--- start of MATERIAL SHOWN ---
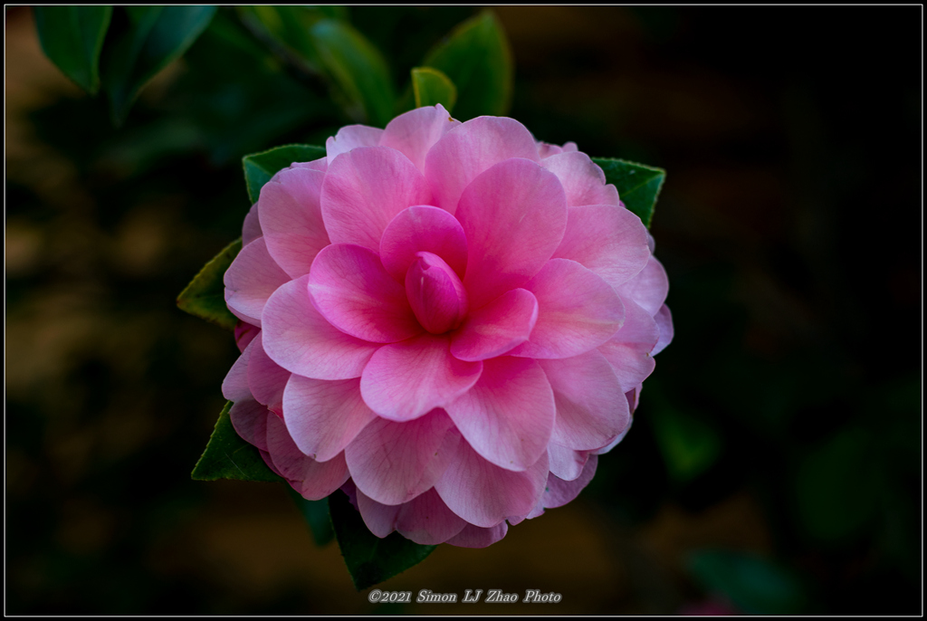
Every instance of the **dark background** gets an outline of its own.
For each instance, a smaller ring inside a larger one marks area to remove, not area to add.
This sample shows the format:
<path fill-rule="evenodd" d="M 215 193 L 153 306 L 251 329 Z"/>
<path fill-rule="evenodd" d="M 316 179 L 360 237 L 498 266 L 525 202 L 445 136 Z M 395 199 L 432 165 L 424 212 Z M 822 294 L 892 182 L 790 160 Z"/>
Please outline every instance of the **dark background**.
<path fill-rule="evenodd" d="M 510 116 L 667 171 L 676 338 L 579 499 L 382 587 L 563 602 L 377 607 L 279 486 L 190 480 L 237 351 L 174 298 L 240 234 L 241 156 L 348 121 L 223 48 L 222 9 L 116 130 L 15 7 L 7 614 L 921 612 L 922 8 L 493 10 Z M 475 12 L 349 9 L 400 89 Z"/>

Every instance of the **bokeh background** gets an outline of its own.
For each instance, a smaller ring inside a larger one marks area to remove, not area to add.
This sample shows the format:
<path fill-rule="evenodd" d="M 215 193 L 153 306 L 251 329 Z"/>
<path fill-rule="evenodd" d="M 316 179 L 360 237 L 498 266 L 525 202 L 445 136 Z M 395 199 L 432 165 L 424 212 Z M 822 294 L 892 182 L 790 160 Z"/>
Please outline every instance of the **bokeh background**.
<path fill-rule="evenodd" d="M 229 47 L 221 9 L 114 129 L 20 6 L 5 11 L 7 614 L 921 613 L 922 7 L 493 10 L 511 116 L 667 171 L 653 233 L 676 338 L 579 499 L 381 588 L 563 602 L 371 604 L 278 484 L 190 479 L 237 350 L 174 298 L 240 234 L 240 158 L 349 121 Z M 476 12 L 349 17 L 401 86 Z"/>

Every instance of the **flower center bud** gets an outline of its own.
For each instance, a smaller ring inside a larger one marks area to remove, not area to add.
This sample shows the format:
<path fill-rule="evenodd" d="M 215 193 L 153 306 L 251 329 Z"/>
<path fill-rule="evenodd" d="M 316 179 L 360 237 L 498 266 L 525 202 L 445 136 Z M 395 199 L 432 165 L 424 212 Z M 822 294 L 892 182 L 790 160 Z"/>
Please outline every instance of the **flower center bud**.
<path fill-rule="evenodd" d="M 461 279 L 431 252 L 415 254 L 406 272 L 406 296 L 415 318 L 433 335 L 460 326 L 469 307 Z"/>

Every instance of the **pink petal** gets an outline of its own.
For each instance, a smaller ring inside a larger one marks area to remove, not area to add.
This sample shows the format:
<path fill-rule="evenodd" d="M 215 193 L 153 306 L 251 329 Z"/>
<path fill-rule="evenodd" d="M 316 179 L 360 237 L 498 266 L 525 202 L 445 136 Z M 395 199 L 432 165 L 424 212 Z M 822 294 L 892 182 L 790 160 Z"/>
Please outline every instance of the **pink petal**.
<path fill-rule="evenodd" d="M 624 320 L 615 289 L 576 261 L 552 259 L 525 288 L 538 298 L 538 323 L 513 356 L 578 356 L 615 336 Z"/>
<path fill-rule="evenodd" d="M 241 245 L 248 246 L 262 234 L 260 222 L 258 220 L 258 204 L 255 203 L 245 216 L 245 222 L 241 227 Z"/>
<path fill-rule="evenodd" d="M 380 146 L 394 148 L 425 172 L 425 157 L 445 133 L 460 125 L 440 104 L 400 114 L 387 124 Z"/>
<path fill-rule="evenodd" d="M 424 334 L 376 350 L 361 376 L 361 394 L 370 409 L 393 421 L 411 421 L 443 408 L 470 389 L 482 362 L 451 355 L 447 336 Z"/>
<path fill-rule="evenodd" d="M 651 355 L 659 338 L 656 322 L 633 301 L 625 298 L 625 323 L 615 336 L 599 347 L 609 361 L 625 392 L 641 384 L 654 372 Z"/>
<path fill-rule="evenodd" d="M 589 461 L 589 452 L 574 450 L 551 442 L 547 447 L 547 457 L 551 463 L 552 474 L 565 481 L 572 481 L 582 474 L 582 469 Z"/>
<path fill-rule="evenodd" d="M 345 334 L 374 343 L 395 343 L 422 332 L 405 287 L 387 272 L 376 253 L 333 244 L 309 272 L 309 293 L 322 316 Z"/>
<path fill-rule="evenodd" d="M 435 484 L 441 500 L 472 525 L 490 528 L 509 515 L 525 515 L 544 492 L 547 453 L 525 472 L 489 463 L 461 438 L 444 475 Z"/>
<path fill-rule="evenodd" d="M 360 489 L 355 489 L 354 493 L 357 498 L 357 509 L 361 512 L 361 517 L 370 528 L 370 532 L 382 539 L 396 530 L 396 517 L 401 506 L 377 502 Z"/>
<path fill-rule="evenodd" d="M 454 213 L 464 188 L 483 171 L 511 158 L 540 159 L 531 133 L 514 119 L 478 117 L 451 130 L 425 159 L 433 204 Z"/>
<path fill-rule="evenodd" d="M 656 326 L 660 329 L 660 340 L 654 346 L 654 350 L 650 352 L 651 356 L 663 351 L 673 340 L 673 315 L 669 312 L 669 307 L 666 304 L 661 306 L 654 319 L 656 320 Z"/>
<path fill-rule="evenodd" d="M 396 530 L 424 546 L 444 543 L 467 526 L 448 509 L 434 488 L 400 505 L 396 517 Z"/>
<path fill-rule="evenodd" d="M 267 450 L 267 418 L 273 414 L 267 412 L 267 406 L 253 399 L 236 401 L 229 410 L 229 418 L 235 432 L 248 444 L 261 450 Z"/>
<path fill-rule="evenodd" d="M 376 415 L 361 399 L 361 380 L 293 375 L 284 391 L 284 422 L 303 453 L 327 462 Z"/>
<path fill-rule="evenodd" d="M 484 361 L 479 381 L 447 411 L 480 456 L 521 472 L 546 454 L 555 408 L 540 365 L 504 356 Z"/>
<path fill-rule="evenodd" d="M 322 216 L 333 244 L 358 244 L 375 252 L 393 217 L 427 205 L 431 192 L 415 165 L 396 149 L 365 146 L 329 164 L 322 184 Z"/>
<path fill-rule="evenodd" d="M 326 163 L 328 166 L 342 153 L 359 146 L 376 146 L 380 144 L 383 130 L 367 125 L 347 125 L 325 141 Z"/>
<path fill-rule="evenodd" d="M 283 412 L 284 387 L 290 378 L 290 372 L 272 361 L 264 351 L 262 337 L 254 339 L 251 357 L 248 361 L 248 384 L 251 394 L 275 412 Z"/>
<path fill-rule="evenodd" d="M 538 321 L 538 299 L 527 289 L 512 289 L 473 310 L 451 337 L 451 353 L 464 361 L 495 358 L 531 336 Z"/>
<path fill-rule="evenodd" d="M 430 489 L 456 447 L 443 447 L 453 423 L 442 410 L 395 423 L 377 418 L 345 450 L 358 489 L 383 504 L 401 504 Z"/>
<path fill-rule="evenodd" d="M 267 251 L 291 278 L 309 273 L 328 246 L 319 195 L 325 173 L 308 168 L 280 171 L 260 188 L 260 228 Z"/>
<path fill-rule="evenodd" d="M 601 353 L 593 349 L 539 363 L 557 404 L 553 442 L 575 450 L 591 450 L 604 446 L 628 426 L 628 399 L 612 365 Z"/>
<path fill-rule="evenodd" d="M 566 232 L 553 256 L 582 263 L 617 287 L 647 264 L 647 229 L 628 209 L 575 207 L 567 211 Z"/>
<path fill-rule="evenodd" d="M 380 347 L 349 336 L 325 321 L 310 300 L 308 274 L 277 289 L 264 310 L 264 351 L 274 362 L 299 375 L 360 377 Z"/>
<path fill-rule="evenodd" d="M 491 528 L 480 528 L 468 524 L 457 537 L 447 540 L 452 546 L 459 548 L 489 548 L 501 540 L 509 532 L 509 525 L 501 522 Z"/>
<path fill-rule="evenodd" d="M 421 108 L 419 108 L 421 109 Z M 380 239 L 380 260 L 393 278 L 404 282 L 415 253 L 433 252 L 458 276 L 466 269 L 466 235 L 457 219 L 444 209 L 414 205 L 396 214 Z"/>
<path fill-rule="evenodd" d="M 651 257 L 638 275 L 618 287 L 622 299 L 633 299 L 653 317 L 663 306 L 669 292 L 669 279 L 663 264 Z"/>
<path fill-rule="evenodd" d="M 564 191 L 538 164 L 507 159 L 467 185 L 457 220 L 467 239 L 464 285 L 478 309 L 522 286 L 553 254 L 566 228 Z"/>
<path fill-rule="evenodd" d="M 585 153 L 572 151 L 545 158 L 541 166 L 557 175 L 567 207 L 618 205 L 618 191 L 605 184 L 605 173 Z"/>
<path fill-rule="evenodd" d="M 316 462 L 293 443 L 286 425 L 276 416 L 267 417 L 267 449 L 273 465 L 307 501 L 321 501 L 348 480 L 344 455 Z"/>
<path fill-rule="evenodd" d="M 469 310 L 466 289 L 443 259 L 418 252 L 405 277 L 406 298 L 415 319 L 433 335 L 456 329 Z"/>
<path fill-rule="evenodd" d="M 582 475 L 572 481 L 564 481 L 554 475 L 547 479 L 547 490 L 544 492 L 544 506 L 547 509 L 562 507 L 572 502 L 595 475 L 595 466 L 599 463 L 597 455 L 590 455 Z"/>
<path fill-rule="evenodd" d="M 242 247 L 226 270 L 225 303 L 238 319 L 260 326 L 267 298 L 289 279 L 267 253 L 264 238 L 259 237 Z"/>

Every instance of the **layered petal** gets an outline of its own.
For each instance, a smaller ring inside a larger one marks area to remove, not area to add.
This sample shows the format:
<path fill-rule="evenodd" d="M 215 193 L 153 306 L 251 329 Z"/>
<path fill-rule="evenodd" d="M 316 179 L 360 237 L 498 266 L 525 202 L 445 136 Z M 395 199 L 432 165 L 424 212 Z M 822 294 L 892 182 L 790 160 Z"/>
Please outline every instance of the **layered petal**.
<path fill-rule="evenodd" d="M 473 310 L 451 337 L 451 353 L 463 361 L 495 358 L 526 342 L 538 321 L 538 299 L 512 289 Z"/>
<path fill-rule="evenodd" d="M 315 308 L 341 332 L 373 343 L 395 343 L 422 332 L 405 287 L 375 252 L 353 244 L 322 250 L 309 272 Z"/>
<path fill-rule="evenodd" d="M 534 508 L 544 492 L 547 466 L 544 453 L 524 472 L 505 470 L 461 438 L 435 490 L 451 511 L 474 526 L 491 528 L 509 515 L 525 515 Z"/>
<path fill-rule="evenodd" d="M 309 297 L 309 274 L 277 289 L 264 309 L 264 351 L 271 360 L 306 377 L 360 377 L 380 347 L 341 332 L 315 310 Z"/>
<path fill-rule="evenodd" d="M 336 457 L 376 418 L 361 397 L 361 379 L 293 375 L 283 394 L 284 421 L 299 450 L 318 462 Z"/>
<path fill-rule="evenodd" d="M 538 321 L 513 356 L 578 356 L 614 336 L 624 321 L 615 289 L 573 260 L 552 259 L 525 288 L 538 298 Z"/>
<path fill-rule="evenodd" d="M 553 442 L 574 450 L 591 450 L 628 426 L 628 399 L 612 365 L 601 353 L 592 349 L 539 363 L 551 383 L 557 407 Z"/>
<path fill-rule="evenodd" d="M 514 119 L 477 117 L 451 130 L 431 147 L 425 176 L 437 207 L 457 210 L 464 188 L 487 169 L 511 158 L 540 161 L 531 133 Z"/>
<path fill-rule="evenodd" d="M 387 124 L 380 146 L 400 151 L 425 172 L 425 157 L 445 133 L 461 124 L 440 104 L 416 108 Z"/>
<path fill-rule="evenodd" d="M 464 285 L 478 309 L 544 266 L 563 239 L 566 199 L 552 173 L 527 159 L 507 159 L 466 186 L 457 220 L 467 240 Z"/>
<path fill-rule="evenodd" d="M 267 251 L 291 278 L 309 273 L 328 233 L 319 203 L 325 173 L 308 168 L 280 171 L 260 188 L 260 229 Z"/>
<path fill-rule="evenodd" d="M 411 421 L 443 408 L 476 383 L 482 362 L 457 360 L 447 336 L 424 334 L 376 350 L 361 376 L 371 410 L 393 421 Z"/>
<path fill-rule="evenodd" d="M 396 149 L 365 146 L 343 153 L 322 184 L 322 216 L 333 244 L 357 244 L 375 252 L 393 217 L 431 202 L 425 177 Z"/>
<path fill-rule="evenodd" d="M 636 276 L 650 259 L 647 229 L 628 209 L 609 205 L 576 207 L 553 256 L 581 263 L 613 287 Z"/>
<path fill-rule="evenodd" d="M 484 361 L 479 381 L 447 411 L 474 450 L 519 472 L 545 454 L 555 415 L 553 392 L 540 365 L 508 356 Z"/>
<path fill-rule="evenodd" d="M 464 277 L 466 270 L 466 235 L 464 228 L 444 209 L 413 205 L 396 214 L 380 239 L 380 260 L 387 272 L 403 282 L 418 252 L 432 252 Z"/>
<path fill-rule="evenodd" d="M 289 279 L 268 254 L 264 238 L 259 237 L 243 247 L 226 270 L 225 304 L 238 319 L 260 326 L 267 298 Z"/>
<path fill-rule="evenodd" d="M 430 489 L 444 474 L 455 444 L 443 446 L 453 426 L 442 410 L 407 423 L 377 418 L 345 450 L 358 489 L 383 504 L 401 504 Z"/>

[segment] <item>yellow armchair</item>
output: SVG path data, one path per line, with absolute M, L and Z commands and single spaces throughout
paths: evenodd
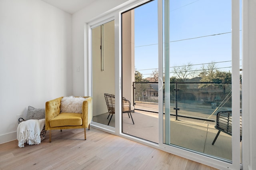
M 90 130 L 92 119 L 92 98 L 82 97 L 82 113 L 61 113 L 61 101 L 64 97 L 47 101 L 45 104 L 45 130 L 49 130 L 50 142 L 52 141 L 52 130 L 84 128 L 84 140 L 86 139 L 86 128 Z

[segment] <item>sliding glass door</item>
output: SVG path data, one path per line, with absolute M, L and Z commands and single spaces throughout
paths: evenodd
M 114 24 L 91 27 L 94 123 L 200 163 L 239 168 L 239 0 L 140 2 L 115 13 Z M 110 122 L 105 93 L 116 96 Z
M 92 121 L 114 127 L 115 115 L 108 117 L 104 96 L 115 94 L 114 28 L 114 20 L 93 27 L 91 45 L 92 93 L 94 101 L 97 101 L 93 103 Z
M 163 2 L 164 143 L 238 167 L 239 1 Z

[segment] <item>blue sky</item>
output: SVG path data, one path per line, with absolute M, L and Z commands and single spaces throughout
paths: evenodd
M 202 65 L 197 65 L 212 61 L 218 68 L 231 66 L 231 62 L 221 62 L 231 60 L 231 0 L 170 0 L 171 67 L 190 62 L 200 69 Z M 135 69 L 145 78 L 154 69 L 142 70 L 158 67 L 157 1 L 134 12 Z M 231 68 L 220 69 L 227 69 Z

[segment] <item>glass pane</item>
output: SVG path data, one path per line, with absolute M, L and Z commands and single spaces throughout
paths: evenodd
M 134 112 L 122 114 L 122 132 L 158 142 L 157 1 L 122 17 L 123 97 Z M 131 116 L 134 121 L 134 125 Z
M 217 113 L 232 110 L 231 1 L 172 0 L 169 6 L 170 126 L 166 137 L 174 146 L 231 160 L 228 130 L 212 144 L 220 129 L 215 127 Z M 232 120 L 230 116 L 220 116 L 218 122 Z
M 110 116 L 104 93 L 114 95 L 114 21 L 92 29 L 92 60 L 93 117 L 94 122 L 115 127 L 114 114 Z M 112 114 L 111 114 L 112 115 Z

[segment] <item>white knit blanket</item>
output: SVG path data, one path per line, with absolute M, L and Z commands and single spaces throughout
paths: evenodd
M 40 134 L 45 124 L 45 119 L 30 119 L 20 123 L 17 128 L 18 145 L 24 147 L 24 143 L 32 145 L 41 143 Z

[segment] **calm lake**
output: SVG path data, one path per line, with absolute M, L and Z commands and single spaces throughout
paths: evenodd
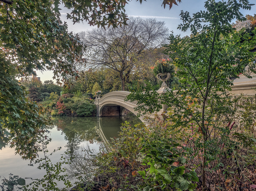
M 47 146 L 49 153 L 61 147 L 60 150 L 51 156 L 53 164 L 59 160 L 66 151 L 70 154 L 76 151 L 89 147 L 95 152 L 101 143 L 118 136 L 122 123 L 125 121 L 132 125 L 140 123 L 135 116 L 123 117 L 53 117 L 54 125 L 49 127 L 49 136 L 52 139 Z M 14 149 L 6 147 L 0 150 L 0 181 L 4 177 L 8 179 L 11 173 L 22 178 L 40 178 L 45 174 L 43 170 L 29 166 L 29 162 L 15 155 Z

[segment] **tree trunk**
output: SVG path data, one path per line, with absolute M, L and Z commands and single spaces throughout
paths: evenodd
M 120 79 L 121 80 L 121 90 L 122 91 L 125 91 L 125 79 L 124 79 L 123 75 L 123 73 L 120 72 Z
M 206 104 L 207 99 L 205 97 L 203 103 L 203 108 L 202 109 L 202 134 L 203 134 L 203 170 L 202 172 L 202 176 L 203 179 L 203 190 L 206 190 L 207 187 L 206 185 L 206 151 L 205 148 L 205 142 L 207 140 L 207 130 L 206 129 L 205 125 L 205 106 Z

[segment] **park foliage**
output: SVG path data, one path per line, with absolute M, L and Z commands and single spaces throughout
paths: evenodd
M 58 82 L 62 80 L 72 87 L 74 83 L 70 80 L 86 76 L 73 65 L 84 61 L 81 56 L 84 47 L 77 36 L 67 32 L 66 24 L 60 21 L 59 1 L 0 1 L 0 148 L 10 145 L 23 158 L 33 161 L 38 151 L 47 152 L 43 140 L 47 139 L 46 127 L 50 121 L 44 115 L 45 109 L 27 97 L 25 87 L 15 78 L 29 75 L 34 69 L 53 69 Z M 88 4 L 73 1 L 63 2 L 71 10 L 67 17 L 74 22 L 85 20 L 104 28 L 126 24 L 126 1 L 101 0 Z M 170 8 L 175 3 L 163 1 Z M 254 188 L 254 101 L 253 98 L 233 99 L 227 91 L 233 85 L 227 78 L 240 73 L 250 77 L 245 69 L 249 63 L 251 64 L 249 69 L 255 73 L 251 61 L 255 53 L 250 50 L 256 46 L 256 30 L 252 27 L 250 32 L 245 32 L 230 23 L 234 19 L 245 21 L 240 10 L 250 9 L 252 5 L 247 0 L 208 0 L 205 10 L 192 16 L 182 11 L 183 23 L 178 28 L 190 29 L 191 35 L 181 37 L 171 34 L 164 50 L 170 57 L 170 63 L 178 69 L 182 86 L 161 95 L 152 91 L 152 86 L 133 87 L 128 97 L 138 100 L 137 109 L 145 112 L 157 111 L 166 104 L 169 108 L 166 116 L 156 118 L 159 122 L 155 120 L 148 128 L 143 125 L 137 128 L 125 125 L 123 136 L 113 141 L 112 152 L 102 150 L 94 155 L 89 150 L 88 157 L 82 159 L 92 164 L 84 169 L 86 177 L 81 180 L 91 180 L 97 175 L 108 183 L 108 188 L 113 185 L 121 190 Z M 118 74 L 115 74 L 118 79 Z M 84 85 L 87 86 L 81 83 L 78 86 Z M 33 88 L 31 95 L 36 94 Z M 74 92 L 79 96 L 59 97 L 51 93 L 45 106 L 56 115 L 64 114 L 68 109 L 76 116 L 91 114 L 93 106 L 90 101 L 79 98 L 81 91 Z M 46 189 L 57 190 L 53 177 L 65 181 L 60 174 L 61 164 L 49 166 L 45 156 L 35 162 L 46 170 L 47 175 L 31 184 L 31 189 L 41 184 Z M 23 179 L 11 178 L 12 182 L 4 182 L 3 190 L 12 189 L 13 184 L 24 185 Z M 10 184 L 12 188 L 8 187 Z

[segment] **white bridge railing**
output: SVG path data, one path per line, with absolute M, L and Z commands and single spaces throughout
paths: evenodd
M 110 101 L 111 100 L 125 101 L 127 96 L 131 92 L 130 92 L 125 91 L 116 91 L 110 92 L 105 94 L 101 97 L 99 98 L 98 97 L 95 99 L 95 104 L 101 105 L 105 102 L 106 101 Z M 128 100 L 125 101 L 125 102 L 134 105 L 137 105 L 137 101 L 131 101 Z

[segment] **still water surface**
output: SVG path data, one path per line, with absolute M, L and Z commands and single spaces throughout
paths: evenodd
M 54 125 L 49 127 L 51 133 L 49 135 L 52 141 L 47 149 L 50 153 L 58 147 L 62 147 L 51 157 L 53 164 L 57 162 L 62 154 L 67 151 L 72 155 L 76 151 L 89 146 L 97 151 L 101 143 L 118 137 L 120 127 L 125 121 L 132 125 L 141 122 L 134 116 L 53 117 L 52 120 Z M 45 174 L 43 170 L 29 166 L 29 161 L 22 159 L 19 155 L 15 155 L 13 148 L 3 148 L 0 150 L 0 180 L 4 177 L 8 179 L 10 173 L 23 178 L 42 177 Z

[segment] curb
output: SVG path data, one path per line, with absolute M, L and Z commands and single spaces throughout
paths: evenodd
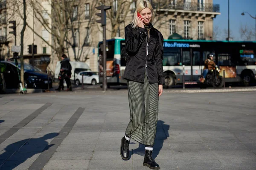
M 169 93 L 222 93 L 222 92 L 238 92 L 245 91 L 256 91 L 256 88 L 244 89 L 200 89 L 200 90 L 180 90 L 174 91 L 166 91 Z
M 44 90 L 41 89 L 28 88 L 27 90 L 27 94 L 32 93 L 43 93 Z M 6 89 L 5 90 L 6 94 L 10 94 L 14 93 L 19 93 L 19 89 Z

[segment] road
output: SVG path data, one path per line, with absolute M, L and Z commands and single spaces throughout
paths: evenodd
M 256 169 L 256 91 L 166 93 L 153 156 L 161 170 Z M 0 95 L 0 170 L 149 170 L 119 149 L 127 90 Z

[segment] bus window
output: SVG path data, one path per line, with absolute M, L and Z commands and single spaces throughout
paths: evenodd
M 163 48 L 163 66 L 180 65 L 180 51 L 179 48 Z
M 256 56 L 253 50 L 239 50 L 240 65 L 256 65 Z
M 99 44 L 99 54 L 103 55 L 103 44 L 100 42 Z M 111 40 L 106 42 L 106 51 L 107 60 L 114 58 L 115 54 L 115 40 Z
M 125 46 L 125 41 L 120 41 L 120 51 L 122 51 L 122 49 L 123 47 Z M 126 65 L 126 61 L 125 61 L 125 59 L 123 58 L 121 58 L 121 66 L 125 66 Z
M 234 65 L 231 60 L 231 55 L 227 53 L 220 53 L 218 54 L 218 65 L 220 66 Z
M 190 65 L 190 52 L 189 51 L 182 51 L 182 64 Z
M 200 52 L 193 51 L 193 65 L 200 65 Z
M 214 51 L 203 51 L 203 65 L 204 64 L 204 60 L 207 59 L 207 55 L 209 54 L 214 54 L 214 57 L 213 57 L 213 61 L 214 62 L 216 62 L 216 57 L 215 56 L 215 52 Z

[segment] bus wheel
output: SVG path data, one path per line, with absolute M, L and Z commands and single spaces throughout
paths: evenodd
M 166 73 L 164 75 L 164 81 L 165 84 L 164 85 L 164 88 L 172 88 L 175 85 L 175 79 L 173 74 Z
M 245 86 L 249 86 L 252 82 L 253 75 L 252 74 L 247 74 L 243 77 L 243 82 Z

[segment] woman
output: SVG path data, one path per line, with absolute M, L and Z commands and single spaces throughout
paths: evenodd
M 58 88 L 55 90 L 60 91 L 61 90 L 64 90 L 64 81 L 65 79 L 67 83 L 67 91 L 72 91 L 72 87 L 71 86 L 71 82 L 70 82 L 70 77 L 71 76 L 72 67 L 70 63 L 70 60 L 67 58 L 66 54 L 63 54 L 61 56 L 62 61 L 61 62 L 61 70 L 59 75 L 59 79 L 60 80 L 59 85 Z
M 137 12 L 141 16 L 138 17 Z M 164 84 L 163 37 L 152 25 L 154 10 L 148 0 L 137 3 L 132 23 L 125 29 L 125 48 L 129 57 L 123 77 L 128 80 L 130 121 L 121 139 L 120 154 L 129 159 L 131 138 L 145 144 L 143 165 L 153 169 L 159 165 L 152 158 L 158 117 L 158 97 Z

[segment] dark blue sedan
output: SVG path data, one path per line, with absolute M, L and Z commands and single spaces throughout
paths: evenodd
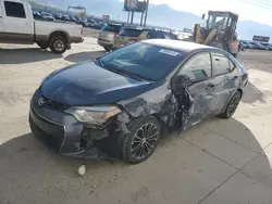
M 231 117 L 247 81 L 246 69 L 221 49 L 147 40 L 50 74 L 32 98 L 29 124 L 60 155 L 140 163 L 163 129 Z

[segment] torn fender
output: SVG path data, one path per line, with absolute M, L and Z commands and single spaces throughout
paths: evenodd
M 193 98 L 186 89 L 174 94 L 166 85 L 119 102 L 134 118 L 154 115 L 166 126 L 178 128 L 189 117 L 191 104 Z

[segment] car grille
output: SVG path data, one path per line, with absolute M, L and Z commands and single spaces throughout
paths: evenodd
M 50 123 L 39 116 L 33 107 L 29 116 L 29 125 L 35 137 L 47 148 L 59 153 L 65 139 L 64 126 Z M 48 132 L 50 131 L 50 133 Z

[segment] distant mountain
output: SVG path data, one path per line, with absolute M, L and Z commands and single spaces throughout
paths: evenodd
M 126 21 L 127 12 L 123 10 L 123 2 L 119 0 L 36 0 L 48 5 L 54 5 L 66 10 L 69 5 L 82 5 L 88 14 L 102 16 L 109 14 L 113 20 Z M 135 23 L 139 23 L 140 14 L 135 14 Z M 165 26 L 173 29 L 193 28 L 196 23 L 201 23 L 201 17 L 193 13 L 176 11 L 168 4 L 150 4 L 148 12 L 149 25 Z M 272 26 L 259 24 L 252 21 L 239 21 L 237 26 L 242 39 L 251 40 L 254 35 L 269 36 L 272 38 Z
--- end of MATERIAL SHOWN ---
TO BE DONE: Convert the data from the line containing "[segment] <item>sliding glass door</item>" through the line containing "M 163 2 L 164 143 L 238 167 L 239 1 Z" into a CSV with two columns, text and answer, putting each text and its answer on one row. Quote every field and replace line breaks inside a field with spaces.

SOLUTION TO THIS EXERCISE:
text,answer
"[segment] <item>sliding glass door</item> output: SVG path data, one path per line, with absolute M, L and Z commands and single spaces throughout paths: evenodd","M 114 24 L 91 27 L 94 123 L 200 163 L 239 168 L 239 0 L 140 2 L 115 13 Z M 110 122 L 105 93 L 116 96 Z M 92 121 L 114 127 L 115 115 L 108 117 L 104 96 L 115 94 L 114 28 L 114 20 L 93 27 L 91 45 L 92 93 L 94 101 L 97 101 L 93 103 Z M 163 2 L 164 143 L 238 167 L 239 1 Z"